- WHAT YOU SHOULD DO: In the listing below, copy out word for word the lines from the one containing "If you could pin the tree trunk" through the one containing "column 1168, row 415", including both of those lines.
◇ ◇ ◇ ◇ ◇
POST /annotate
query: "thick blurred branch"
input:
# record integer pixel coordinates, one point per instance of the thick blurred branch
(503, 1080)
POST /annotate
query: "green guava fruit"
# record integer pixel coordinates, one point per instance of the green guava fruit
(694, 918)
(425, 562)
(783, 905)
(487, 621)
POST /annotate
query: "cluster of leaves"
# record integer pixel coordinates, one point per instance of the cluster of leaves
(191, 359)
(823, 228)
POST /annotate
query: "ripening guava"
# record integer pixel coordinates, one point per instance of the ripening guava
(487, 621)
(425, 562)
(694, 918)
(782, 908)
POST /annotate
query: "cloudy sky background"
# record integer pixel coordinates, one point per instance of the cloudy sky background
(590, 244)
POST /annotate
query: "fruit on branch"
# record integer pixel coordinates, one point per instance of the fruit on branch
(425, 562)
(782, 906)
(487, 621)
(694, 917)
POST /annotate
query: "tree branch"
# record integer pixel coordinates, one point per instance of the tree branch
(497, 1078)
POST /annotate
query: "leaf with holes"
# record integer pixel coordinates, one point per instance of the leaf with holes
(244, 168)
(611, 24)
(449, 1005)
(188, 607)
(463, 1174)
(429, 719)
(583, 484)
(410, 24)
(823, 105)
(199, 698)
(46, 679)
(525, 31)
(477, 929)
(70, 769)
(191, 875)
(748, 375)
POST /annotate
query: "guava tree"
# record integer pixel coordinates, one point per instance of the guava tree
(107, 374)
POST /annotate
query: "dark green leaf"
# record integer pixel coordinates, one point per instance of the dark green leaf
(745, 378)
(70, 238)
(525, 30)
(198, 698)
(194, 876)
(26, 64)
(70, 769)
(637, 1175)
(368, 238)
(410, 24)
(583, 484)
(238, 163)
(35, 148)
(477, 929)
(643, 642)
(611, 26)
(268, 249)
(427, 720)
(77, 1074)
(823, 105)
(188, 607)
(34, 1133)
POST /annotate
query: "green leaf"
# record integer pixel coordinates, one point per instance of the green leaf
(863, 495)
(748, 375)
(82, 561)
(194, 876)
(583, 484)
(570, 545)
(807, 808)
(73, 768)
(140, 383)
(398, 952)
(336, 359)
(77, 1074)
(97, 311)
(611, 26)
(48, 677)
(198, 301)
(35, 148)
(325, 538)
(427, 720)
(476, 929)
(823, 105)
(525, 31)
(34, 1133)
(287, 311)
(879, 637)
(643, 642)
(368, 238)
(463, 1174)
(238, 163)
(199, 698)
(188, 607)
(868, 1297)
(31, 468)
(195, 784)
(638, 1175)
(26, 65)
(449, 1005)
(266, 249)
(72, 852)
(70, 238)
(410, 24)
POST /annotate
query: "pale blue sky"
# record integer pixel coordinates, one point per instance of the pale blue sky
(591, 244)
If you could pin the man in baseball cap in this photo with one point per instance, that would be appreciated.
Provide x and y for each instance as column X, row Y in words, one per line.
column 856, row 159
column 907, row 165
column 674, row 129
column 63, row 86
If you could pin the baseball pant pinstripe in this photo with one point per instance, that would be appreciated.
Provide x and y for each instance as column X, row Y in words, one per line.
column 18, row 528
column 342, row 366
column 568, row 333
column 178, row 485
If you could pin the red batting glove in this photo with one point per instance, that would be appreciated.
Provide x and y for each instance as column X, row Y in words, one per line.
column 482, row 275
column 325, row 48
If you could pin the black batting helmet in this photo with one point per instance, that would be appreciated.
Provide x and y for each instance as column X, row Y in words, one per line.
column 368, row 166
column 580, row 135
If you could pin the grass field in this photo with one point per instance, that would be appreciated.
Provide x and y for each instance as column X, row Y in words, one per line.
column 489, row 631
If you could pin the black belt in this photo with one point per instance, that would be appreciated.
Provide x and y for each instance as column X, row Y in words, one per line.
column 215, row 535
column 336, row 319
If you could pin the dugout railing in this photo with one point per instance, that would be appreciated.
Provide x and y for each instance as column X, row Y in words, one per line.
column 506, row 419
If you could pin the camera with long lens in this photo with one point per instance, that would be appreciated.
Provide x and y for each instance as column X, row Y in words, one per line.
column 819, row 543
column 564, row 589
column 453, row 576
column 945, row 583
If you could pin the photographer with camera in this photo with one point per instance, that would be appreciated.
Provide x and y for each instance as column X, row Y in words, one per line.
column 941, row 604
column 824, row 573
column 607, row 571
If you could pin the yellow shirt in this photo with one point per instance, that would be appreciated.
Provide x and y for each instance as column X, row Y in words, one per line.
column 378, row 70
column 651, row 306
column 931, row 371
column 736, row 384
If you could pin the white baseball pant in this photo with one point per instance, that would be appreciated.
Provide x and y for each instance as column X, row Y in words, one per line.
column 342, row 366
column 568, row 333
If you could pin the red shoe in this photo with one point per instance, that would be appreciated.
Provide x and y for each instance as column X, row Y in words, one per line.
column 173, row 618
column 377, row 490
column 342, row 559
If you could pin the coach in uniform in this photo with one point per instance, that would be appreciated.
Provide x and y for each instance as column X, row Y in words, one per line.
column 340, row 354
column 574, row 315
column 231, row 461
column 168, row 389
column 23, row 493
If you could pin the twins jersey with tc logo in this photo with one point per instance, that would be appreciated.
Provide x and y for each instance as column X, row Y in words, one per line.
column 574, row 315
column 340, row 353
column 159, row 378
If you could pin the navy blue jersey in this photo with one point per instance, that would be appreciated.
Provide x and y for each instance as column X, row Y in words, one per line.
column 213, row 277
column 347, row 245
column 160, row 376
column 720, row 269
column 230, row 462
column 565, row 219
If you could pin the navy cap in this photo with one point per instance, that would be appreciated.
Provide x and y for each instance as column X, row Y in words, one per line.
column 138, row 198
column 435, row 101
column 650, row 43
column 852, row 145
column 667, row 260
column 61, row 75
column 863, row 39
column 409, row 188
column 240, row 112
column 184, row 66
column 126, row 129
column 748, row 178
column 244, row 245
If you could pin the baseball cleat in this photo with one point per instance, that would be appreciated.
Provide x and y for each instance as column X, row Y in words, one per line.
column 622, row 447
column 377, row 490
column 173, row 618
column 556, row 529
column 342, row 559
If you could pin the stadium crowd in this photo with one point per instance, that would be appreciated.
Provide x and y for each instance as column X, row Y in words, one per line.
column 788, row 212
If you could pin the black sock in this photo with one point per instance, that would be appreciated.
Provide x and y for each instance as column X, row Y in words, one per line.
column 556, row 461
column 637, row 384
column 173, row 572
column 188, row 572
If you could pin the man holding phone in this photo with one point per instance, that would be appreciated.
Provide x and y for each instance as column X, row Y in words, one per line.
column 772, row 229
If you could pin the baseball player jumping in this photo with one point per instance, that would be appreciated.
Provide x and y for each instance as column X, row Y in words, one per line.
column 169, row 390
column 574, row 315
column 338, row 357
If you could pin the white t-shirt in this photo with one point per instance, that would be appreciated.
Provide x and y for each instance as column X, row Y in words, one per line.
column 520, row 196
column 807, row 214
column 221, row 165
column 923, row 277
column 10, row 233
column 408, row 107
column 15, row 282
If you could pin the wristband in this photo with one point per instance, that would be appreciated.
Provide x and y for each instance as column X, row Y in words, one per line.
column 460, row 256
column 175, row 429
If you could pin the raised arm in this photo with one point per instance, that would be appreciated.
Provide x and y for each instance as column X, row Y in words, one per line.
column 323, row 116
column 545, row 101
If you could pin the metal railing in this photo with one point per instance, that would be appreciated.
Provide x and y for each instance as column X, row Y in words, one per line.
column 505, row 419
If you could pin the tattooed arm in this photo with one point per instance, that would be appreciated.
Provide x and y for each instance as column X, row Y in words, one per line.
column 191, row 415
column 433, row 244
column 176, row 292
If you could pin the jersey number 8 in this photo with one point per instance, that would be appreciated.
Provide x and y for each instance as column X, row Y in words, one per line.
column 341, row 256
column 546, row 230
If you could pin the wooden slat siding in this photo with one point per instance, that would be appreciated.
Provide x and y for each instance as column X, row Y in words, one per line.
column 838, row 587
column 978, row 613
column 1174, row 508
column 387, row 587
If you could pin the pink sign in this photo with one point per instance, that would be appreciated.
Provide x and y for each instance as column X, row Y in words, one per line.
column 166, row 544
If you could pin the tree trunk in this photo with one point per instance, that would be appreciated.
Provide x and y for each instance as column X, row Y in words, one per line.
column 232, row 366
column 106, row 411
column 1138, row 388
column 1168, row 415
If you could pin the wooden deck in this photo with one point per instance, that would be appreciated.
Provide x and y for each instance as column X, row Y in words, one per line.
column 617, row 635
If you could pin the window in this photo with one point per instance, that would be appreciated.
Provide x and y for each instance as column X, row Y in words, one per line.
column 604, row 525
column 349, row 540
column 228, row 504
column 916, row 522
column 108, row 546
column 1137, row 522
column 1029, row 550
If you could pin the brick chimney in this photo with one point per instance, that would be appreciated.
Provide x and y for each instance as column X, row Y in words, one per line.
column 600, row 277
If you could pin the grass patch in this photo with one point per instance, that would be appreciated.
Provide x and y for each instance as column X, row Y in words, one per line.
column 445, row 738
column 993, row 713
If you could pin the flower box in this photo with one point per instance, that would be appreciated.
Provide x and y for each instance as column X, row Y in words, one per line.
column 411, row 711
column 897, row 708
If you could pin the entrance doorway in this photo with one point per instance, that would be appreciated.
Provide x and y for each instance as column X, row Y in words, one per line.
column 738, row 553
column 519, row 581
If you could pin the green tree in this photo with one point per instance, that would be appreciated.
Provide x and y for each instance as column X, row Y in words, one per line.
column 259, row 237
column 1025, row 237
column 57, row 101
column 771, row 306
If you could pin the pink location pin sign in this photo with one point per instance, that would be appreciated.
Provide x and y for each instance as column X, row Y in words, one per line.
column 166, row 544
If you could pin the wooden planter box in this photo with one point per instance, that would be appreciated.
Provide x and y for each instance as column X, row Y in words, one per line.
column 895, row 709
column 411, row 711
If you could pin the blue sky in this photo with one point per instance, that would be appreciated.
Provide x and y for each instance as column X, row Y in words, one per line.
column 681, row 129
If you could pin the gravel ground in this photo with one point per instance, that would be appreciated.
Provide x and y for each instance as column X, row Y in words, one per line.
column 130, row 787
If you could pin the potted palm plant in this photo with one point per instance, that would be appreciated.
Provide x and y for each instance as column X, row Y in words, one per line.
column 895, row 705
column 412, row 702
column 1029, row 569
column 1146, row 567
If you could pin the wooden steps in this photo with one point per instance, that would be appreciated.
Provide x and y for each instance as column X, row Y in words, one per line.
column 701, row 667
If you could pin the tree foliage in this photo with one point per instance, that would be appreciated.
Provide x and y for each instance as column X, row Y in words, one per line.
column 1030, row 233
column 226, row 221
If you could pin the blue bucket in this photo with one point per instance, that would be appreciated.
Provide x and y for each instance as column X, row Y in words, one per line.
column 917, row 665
◇ ◇ ◇ ◇ ◇
- FINAL RESULT:
If you could pin the tree trunk in this photo with one point per instance, that would be appreciated.
Provide x and y for each instance as column X, row Y in words, one per line.
column 232, row 366
column 106, row 411
column 1138, row 388
column 1168, row 415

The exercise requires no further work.